## READING PASSAGE

Content starts

Veterans at Bayfront Health St. Petersburg share their stories

Photo of a military doctor infant of a military vehicle
smith and associates

Bayfront Health St. Petersburg employs dozens of veterans, team members who earned their status as “Frontline Heroes” years before combating COVID-19. Tucker Hall helped gather the stories of three veterans working exhaustively at Bayfront Health to protect this community.

Jeffrey Johnson, MD is the Trauma Medical Director and a proud Air Force Veteran that has been with Bayfront Health St. Petersburg since he left the service in 2009, Jennyfer Flores is a Registered Nurse who has been at the hospital for six years, and Valery Peters is the Coordinator for the Stroke Program.

Dr. Jeffrey Johnson, MD

Dr. Johnson started his military career in 1983, flying special operations low level flights. By 2000, he had completed his medical training and was running a Surgical ICU for the Air Force. Shortly after September 11th, Dr. Johnson was tapped by the Surgeon General to help start the Centers for Sustainment of Trauma and Readiness Skills (CSTARS) program at one of the busiest trauma centers in the country.

He then served as the Surgeon General of the Air Force’s Chief Consultant for Trauma & Critical Care Operations. He was awarded the bronze medal for his work in Iraq and the bronze star for his work in Afghanistan. In 2009 Dr. Johnson was promoted to full Colonel and retired shortly afterwards to go work at Bayfront Health St. Petersburg.

Dr. Johnson shared, “The military taught me to be calm under very adverse conditions, to lead by example, to call for help when you can but understand that help is not always available, and so you always do the best you can.” Now he enjoys working with a group of professionals who are like family and the immediate feedback that trauma surgery brings. “Seeing someone return to work, family, school or life in general after a horrific accident is a great feeling.”

Jennyfer Flores

Jennyfer Flores served in the Army at Fort Irwin in California as a Neurology, Biology, Chemistry (NBC) Specialist before becoming a Registered Nurse and joining Bayfront Health St. Petersburg. She now works in the Neurology unit and has been at the hospital for six years. Jennifyer is grateful for her time in the army because it taught her the value of integrity which she believes helps her to be a better nurse.

“Helping people is the best part of my job. You never get tired of that feeling,” Jennifer shared. “I also enjoy educating patients and their families about different things. It feels good knowing that you taught someone something about their health.” Once, a patient was experiencing a seizure and Jennifer suggested that the doctors search for a blood clot, even before they knew it could possibly be there. The doctors were able to locate it and save the patient. The ability to positively impact another’s life is the reason she does what she does.

Valery Peters

Valery Peters started her career as a clerk for a Naval Air station in Pensacola, Florida. She served for four years before deciding to go back to school and study program management. Valery credits her military service for teaching her how to lead by example and for helping her to understand people better. She now works at Bayfront Health St. Petersburg as the Stroke Program Coordinator and has been in that role for two and a half years.

“I enjoy working with like-minded people who are dedicated to others in the community. I am surrounded by people that are dedicated to improving our community,” said Valery. “The best thing is when you hear a patient or a patient’s family tell you how much you impacted their life. I am able to improve the overall health and improve their lives and it feels good to know that I was a part of such an important process. It also feels comforting knowing that I was able to support loved ones experiencing grief or recovery.”

Bayfront Health St. Petersburg is proud of its veteran team members, grateful for the service, and appreciative of the unique contributions that veterans bring to their roles.

Content ends

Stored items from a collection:

Content starts

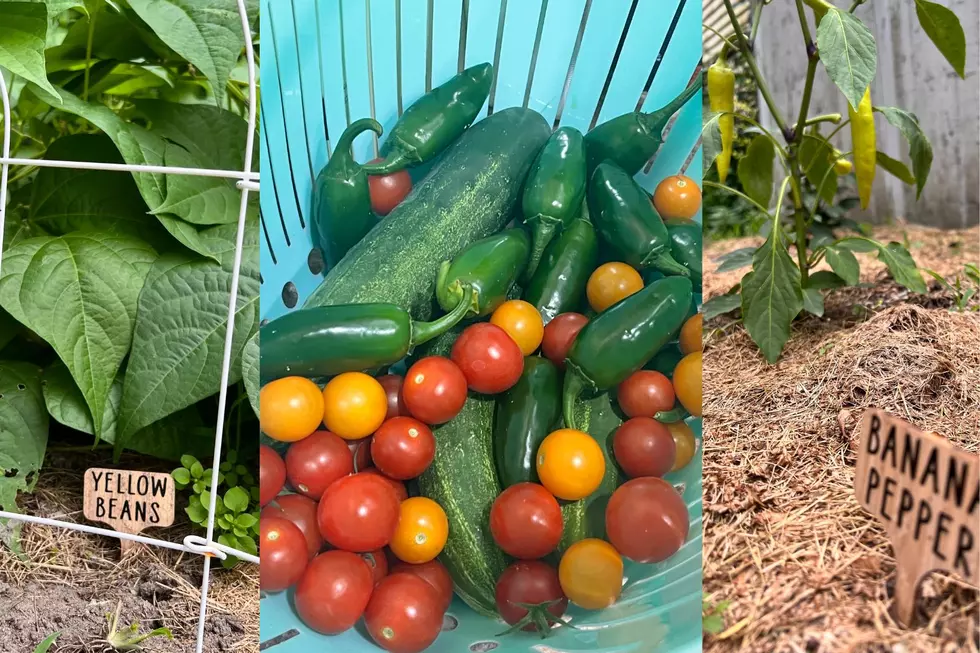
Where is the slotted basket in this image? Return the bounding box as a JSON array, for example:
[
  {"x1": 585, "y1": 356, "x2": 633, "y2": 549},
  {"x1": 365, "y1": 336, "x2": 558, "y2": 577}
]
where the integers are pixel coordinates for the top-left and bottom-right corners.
[{"x1": 260, "y1": 0, "x2": 702, "y2": 653}]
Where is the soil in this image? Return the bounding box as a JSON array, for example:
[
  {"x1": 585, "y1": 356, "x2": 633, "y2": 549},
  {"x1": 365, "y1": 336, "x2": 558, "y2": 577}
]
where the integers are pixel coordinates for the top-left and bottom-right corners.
[
  {"x1": 0, "y1": 445, "x2": 259, "y2": 653},
  {"x1": 703, "y1": 226, "x2": 980, "y2": 653}
]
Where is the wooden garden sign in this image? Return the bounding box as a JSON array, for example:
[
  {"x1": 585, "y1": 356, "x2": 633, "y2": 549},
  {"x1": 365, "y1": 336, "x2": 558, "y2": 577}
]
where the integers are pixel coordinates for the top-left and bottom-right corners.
[
  {"x1": 854, "y1": 408, "x2": 980, "y2": 626},
  {"x1": 84, "y1": 467, "x2": 176, "y2": 555}
]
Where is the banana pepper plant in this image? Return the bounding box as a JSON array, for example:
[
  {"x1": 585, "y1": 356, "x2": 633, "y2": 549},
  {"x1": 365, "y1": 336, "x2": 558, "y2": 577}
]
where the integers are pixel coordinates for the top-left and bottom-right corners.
[{"x1": 702, "y1": 0, "x2": 966, "y2": 363}]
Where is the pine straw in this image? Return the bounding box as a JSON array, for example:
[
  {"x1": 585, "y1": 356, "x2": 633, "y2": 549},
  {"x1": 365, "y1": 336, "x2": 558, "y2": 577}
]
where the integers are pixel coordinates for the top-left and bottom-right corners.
[{"x1": 704, "y1": 228, "x2": 980, "y2": 653}]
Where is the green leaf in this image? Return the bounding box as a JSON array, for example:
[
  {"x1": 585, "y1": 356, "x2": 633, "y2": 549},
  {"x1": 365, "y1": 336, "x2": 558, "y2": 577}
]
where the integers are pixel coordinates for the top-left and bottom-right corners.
[
  {"x1": 738, "y1": 134, "x2": 776, "y2": 208},
  {"x1": 817, "y1": 9, "x2": 878, "y2": 107},
  {"x1": 242, "y1": 331, "x2": 259, "y2": 415},
  {"x1": 129, "y1": 0, "x2": 245, "y2": 105},
  {"x1": 824, "y1": 246, "x2": 861, "y2": 286},
  {"x1": 915, "y1": 0, "x2": 966, "y2": 79},
  {"x1": 0, "y1": 232, "x2": 156, "y2": 437},
  {"x1": 875, "y1": 150, "x2": 915, "y2": 186},
  {"x1": 0, "y1": 2, "x2": 55, "y2": 93},
  {"x1": 116, "y1": 225, "x2": 259, "y2": 453},
  {"x1": 878, "y1": 243, "x2": 928, "y2": 294},
  {"x1": 701, "y1": 293, "x2": 742, "y2": 320},
  {"x1": 742, "y1": 228, "x2": 804, "y2": 363},
  {"x1": 874, "y1": 107, "x2": 932, "y2": 199}
]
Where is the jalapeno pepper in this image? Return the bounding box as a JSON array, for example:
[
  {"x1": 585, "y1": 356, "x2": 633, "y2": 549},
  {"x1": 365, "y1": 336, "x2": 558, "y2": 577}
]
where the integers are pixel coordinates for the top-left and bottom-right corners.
[
  {"x1": 363, "y1": 63, "x2": 493, "y2": 175},
  {"x1": 664, "y1": 220, "x2": 704, "y2": 290},
  {"x1": 562, "y1": 277, "x2": 692, "y2": 430},
  {"x1": 585, "y1": 73, "x2": 701, "y2": 176},
  {"x1": 436, "y1": 228, "x2": 531, "y2": 316},
  {"x1": 524, "y1": 200, "x2": 599, "y2": 324},
  {"x1": 312, "y1": 118, "x2": 381, "y2": 270},
  {"x1": 522, "y1": 127, "x2": 585, "y2": 278},
  {"x1": 493, "y1": 356, "x2": 561, "y2": 488},
  {"x1": 259, "y1": 290, "x2": 468, "y2": 381},
  {"x1": 589, "y1": 161, "x2": 691, "y2": 277}
]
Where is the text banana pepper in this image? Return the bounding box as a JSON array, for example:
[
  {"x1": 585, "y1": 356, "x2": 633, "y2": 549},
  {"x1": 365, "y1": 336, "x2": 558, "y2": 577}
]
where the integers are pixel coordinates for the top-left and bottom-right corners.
[
  {"x1": 364, "y1": 63, "x2": 493, "y2": 175},
  {"x1": 588, "y1": 161, "x2": 691, "y2": 277},
  {"x1": 436, "y1": 228, "x2": 531, "y2": 316},
  {"x1": 585, "y1": 73, "x2": 701, "y2": 175},
  {"x1": 312, "y1": 118, "x2": 381, "y2": 270},
  {"x1": 259, "y1": 292, "x2": 468, "y2": 381},
  {"x1": 562, "y1": 277, "x2": 693, "y2": 430},
  {"x1": 522, "y1": 127, "x2": 585, "y2": 278}
]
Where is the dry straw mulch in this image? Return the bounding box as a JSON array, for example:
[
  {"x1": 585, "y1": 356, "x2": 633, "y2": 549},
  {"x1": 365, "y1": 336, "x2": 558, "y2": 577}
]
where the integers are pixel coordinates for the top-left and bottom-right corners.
[{"x1": 704, "y1": 227, "x2": 980, "y2": 653}]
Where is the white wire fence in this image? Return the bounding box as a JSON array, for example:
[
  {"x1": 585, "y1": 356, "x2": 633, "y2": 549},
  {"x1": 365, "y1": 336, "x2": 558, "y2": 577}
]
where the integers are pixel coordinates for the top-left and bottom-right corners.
[{"x1": 0, "y1": 0, "x2": 259, "y2": 653}]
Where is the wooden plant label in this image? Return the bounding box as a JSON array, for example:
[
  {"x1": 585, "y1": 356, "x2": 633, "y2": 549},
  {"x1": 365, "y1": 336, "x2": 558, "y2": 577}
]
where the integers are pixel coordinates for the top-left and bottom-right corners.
[
  {"x1": 854, "y1": 408, "x2": 980, "y2": 626},
  {"x1": 84, "y1": 467, "x2": 176, "y2": 555}
]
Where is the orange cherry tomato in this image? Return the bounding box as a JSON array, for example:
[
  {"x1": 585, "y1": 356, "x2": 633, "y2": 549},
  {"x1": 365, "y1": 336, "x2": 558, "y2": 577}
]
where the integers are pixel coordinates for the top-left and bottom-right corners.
[
  {"x1": 673, "y1": 351, "x2": 701, "y2": 417},
  {"x1": 388, "y1": 497, "x2": 449, "y2": 565},
  {"x1": 585, "y1": 262, "x2": 643, "y2": 313},
  {"x1": 537, "y1": 429, "x2": 606, "y2": 501},
  {"x1": 653, "y1": 175, "x2": 701, "y2": 220},
  {"x1": 259, "y1": 376, "x2": 323, "y2": 442},
  {"x1": 490, "y1": 299, "x2": 544, "y2": 356},
  {"x1": 558, "y1": 538, "x2": 623, "y2": 610},
  {"x1": 323, "y1": 372, "x2": 388, "y2": 440},
  {"x1": 678, "y1": 313, "x2": 702, "y2": 354}
]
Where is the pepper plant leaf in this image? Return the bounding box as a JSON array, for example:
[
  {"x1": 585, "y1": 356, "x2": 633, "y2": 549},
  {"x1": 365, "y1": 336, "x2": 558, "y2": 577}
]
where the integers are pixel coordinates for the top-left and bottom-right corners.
[
  {"x1": 817, "y1": 8, "x2": 878, "y2": 107},
  {"x1": 915, "y1": 0, "x2": 966, "y2": 79},
  {"x1": 874, "y1": 107, "x2": 932, "y2": 199},
  {"x1": 742, "y1": 229, "x2": 803, "y2": 363}
]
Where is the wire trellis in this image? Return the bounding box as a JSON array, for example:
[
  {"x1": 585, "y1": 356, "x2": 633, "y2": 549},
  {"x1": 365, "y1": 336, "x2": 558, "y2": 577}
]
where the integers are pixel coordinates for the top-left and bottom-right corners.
[{"x1": 0, "y1": 0, "x2": 259, "y2": 653}]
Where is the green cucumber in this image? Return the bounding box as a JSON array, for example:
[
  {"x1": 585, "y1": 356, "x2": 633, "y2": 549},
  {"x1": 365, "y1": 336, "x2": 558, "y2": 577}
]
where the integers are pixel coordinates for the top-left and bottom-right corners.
[
  {"x1": 418, "y1": 326, "x2": 507, "y2": 619},
  {"x1": 305, "y1": 107, "x2": 551, "y2": 321}
]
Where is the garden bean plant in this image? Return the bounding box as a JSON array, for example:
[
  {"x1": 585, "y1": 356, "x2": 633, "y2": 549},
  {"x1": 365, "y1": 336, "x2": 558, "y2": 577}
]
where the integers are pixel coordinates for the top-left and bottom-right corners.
[
  {"x1": 702, "y1": 0, "x2": 966, "y2": 363},
  {"x1": 0, "y1": 0, "x2": 259, "y2": 551}
]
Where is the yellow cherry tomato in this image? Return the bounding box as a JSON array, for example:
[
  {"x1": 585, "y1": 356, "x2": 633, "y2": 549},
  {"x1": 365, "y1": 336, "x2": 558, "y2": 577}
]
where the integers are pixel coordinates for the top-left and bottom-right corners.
[
  {"x1": 558, "y1": 538, "x2": 623, "y2": 610},
  {"x1": 585, "y1": 262, "x2": 643, "y2": 313},
  {"x1": 667, "y1": 422, "x2": 698, "y2": 472},
  {"x1": 388, "y1": 497, "x2": 449, "y2": 565},
  {"x1": 537, "y1": 429, "x2": 606, "y2": 501},
  {"x1": 653, "y1": 175, "x2": 701, "y2": 220},
  {"x1": 259, "y1": 376, "x2": 323, "y2": 442},
  {"x1": 678, "y1": 313, "x2": 702, "y2": 354},
  {"x1": 323, "y1": 372, "x2": 388, "y2": 440},
  {"x1": 674, "y1": 351, "x2": 701, "y2": 417},
  {"x1": 490, "y1": 299, "x2": 544, "y2": 356}
]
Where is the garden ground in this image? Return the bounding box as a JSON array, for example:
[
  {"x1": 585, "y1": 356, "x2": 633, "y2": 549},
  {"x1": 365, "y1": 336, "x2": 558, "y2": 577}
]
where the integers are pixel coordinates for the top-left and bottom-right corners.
[
  {"x1": 0, "y1": 445, "x2": 259, "y2": 653},
  {"x1": 704, "y1": 226, "x2": 980, "y2": 653}
]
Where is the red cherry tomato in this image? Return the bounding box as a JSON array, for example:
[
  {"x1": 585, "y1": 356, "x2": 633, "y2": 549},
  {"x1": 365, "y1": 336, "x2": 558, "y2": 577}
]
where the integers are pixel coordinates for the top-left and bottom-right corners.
[
  {"x1": 391, "y1": 560, "x2": 453, "y2": 614},
  {"x1": 616, "y1": 370, "x2": 674, "y2": 417},
  {"x1": 295, "y1": 551, "x2": 374, "y2": 635},
  {"x1": 452, "y1": 322, "x2": 524, "y2": 395},
  {"x1": 496, "y1": 560, "x2": 568, "y2": 632},
  {"x1": 317, "y1": 473, "x2": 399, "y2": 553},
  {"x1": 259, "y1": 494, "x2": 323, "y2": 560},
  {"x1": 368, "y1": 159, "x2": 412, "y2": 215},
  {"x1": 364, "y1": 574, "x2": 443, "y2": 653},
  {"x1": 402, "y1": 354, "x2": 468, "y2": 424},
  {"x1": 541, "y1": 313, "x2": 589, "y2": 369},
  {"x1": 259, "y1": 444, "x2": 286, "y2": 506},
  {"x1": 613, "y1": 417, "x2": 677, "y2": 478},
  {"x1": 606, "y1": 476, "x2": 690, "y2": 563},
  {"x1": 259, "y1": 517, "x2": 307, "y2": 592},
  {"x1": 286, "y1": 431, "x2": 354, "y2": 500},
  {"x1": 361, "y1": 467, "x2": 408, "y2": 503},
  {"x1": 371, "y1": 417, "x2": 436, "y2": 481},
  {"x1": 361, "y1": 549, "x2": 388, "y2": 585},
  {"x1": 490, "y1": 483, "x2": 564, "y2": 560},
  {"x1": 378, "y1": 374, "x2": 408, "y2": 420}
]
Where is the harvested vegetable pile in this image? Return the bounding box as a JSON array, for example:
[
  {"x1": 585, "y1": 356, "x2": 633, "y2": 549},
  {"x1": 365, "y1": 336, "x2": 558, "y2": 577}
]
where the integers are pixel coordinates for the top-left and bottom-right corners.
[{"x1": 704, "y1": 227, "x2": 980, "y2": 652}]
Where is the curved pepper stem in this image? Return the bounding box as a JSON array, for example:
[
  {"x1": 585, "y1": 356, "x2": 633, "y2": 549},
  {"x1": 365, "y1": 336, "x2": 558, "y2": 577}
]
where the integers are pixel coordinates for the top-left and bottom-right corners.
[{"x1": 410, "y1": 286, "x2": 474, "y2": 347}]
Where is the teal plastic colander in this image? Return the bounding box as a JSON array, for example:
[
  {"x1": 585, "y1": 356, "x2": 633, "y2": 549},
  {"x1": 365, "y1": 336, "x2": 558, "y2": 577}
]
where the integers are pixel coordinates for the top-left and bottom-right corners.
[{"x1": 260, "y1": 0, "x2": 702, "y2": 653}]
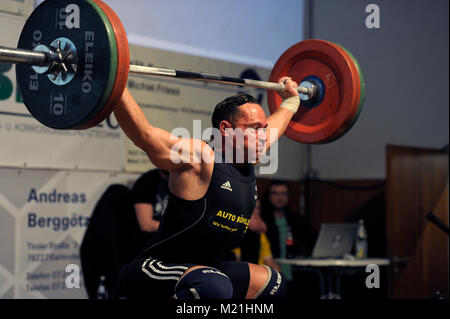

Content ends

## EXERCISE REQUIREMENTS
1. List the three veterans profiled in the article about Bayfront Health St. Petersburg, with each one's role at the hospital.
2. According to the veterans article, where did Jennyfer Flores serve in the Army?
3. Summarize the veterans article in two sentences.

## EXERCISE SOLUTIONS
1.
- Jeffrey Johnson, MD: Trauma Medical Director
- Jennyfer Flores: Registered Nurse
- Valery Peters: Coordinator for the Stroke Program

2. At Fort Irwin in California.

3. The article profiles three veterans who work at Bayfront Health St. Petersburg: Trauma Medical Director Dr. Jeffrey Johnson, an Air Force veteran; Registered Nurse Jennyfer Flores, who served in the Army; and Stroke Program Coordinator Valery Peters, who worked as a clerk at a Naval Air station. Each describes what military service taught them and what they value in their hospital work, and the hospital says it is proud of its veteran team members and grateful for their service.